» Work request
I'd like the entries reproduced exactly, with the images omitted.

Saved entries
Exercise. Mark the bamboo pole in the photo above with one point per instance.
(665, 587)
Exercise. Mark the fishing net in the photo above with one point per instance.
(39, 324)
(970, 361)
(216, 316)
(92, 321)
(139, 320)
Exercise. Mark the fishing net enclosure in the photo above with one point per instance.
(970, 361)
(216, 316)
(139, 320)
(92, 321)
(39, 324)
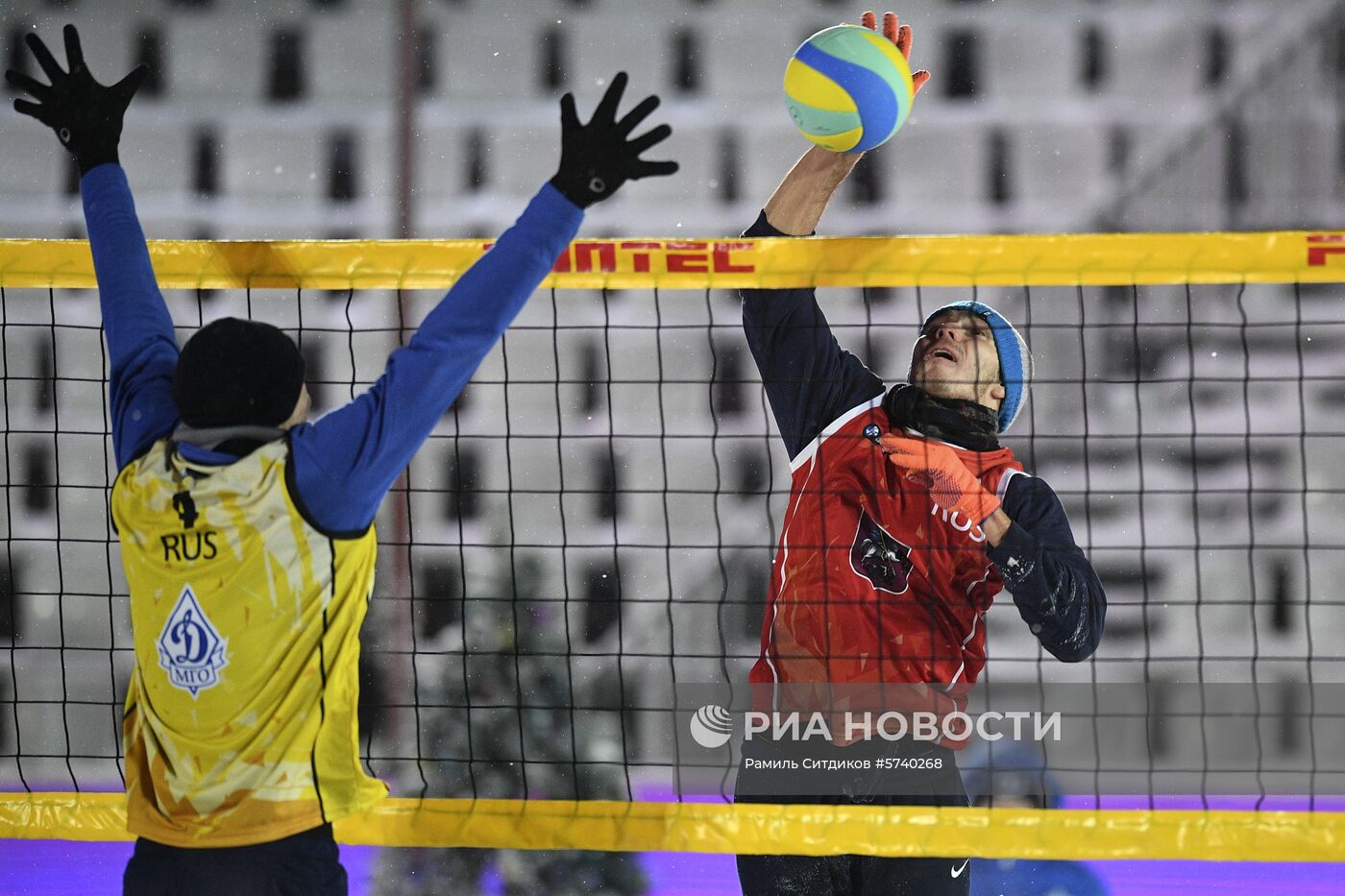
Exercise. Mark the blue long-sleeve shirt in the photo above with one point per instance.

» Solution for this task
Exercise. Mark the bamboo pole in the photo above with one point per instance.
(665, 587)
Exercise. Mark the fishing net in the photo above with one point per instance.
(39, 324)
(970, 361)
(216, 316)
(92, 321)
(139, 320)
Exercise. Mark the fishing net enclosure in the photo above with one point per instance.
(970, 361)
(216, 316)
(139, 320)
(92, 321)
(39, 324)
Exercise. Mark the blue long-sleeve shirt in the photo above with one point per instance.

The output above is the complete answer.